What is expected
Reproduce verbatim the lines of the entries below, beginning with the line that contains "Exercise. Point out the shower valve" and continuing through the final line of the entries.

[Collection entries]

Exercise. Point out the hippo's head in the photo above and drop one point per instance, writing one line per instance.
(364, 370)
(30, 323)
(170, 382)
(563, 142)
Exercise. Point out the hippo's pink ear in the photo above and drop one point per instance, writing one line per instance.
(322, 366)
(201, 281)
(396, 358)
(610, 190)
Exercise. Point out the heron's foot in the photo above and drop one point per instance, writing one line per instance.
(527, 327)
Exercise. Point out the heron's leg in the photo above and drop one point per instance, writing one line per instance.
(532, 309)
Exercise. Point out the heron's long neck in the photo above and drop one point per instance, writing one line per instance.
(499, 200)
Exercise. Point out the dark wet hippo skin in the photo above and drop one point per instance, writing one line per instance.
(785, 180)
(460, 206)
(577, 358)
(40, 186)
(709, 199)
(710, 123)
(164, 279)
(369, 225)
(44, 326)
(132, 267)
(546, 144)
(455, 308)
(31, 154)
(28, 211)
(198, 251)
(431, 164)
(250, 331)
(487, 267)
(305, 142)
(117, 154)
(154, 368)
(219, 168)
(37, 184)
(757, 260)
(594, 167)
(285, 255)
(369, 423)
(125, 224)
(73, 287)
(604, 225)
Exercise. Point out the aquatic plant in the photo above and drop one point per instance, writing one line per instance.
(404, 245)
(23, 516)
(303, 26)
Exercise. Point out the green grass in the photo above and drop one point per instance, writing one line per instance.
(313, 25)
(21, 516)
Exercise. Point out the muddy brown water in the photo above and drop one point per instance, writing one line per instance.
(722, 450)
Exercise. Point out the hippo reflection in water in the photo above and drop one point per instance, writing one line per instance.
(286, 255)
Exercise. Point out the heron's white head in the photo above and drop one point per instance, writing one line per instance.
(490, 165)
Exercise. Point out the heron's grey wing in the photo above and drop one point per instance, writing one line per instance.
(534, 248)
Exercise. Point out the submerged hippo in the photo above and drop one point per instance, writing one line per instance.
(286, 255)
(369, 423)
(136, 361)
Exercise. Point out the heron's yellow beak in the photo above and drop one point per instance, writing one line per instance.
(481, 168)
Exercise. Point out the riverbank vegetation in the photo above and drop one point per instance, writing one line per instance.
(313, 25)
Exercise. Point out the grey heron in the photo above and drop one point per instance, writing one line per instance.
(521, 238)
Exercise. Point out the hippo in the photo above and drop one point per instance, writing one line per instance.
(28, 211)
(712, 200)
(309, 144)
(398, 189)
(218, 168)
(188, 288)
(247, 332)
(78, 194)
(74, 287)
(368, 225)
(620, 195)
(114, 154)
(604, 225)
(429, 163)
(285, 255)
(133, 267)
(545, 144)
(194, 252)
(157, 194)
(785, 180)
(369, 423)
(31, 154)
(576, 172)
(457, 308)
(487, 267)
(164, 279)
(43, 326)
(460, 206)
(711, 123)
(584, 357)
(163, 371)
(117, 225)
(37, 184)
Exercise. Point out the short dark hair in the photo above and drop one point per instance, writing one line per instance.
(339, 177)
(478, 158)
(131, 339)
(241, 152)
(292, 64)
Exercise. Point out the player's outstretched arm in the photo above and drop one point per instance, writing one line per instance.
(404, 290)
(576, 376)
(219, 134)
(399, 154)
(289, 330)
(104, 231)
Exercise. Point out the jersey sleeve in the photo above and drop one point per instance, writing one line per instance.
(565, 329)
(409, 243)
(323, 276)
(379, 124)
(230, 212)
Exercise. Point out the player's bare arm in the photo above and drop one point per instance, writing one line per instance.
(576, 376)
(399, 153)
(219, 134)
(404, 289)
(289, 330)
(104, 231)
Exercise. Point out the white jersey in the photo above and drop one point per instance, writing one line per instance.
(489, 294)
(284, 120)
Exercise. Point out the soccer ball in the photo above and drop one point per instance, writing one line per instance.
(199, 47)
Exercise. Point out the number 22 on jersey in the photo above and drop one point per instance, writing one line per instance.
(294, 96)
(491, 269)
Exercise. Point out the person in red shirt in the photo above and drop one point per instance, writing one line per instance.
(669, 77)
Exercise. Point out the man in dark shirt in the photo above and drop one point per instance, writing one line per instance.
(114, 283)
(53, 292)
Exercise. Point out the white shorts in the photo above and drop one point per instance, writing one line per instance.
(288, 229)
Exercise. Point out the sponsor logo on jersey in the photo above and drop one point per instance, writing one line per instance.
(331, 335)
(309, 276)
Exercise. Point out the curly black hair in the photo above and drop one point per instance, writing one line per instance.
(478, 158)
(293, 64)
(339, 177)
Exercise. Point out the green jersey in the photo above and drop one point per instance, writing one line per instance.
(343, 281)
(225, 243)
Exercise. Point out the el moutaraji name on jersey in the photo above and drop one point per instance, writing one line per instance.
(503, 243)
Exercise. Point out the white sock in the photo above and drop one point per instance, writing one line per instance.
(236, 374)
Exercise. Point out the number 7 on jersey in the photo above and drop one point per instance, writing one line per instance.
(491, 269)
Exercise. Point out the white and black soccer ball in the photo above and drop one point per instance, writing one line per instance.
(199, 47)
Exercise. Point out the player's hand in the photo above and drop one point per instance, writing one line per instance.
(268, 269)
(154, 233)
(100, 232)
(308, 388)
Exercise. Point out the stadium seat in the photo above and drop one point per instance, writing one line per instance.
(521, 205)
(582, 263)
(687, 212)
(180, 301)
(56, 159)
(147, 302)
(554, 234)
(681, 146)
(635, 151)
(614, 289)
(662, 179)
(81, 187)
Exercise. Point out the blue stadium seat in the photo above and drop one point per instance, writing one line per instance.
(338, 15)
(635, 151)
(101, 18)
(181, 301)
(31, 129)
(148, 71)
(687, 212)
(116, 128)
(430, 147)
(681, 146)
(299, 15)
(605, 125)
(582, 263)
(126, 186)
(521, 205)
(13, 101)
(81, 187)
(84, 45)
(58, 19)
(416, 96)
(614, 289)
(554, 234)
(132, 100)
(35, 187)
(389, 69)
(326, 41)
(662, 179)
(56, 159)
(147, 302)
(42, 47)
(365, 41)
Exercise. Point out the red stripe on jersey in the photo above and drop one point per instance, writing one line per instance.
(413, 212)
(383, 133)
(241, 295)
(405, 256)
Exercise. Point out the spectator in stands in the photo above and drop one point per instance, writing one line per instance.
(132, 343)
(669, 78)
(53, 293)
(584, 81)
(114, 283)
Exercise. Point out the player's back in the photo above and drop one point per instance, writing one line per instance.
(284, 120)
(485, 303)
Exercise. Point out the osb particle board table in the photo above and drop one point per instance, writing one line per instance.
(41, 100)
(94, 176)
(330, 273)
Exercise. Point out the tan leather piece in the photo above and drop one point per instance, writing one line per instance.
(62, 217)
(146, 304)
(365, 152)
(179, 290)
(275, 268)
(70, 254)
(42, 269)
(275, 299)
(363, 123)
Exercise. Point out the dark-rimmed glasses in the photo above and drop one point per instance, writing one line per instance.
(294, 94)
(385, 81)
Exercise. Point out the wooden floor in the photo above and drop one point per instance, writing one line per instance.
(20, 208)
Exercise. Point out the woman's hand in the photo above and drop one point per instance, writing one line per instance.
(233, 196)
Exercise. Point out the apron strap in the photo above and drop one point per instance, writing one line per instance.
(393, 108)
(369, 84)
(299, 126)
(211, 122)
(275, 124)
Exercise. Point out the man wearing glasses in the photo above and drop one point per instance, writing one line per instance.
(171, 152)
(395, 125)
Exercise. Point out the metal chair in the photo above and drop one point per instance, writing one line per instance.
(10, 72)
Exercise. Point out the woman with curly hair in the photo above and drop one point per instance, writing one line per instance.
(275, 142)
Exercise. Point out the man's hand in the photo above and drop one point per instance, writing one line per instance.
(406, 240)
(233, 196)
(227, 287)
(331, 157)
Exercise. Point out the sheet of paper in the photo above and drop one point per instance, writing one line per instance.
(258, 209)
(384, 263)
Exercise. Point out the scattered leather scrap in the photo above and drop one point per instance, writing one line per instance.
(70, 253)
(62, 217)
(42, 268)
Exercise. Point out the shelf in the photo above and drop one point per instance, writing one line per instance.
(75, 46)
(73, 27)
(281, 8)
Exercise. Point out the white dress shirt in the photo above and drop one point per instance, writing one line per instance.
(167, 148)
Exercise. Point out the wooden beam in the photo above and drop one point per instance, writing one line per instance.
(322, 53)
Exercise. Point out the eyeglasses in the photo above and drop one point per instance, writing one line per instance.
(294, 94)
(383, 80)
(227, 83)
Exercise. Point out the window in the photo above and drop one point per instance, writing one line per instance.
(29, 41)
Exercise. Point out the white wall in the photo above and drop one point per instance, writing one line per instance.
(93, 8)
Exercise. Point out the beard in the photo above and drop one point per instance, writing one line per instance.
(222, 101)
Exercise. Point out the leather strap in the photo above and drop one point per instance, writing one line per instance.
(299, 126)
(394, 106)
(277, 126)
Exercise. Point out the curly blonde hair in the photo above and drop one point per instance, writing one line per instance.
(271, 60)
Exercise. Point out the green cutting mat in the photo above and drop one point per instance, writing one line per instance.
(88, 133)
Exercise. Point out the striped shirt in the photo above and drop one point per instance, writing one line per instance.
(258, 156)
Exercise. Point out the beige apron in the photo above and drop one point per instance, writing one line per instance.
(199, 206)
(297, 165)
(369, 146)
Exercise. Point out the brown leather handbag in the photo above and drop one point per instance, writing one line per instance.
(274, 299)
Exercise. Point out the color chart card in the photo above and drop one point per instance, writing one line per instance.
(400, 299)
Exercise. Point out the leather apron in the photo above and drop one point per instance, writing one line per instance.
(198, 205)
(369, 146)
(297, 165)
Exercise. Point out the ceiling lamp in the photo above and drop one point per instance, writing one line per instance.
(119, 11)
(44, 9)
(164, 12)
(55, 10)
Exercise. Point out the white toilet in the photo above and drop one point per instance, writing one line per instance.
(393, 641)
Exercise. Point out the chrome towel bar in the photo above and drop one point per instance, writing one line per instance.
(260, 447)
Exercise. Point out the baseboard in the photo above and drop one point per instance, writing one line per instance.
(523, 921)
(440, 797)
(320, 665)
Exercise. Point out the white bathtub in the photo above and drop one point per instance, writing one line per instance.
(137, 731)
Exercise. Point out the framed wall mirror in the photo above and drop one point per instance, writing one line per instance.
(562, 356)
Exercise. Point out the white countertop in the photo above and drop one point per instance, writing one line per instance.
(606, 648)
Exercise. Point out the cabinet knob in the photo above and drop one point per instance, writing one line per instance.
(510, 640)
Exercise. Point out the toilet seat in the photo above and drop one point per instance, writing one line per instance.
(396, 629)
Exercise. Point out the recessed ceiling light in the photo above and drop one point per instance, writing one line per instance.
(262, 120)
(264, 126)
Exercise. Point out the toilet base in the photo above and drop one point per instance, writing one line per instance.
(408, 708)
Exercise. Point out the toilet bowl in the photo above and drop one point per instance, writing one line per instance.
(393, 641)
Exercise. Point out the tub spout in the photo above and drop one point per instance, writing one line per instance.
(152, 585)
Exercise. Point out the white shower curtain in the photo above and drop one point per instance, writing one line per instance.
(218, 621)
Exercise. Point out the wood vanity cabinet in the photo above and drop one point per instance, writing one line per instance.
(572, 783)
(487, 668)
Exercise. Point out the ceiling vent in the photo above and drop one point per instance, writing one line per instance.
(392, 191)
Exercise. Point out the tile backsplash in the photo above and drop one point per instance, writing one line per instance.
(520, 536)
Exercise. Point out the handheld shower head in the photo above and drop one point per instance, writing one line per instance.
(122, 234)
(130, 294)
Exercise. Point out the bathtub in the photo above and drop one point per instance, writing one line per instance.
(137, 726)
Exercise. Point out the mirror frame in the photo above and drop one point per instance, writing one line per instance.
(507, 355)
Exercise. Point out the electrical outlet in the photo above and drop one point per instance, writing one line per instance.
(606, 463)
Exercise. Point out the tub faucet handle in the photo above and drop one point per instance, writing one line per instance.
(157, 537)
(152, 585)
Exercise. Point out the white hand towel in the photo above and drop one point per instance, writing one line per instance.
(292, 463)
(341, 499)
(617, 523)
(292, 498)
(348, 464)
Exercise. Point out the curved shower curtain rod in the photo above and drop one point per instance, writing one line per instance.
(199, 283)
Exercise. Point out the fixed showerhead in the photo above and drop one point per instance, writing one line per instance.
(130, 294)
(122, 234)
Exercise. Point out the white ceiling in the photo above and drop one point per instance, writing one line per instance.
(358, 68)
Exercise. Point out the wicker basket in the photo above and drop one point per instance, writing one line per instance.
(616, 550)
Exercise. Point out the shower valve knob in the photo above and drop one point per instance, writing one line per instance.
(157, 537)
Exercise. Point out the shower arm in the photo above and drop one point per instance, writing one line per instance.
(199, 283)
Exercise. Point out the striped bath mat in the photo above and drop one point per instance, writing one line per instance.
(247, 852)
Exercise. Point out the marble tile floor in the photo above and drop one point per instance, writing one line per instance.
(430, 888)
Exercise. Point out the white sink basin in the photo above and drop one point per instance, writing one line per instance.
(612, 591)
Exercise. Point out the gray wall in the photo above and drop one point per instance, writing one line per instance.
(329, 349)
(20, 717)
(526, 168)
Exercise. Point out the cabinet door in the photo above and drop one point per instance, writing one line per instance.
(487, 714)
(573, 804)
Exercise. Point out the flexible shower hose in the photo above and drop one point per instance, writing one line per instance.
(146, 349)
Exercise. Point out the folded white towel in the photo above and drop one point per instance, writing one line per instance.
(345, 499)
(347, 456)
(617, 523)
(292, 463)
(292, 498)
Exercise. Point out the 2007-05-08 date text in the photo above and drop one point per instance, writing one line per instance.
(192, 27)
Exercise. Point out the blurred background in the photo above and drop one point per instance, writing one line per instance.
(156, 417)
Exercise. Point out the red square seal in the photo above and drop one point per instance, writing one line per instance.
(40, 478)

Response
Exercise. Point out the shower valve knob in the photo above and drop one point per instance, writing one line per instance.
(157, 537)
Exercise. Point out the shower arm in the photo above and drop one point per instance, writing one line per instance.
(199, 283)
Exercise. Point out the striped bath mat in the photo above and drop one point per instance, writing one line per instance.
(247, 852)
Exercise. Point out the marble tile floor in the photo above and drop one point per instance, writing one line per instance.
(430, 888)
Exercise. Point out the white sink basin in the photo above and drop one point per instance, writing one line per instance.
(612, 591)
Exercise. Point out the gray wall in the photo above and drop one point per instance, writing one line per instance.
(329, 349)
(20, 717)
(526, 168)
Exercise. Point out the cabinet door in the photo above and drop one point per instance, writing one line per instance.
(487, 714)
(573, 804)
Exercise. Point out the flexible shower hose in the photo above and drop one point per instance, writing one line per instance.
(146, 349)
Exercise. Point out the folded white towel in the photo above and drop one point per instance, writing one line per instance.
(345, 499)
(347, 456)
(617, 523)
(292, 463)
(292, 498)
Exercise. Point out the 2007-05-08 date text in the photo above and drop one point per instance, writing one line per instance.
(192, 27)
Exercise. Point out the blurred background in the photo above and drop one point per instance, writing one line per instance.
(156, 417)
Exercise. Point out the red square seal in the photo above and drop one point per instance, writing one line per instance.
(40, 478)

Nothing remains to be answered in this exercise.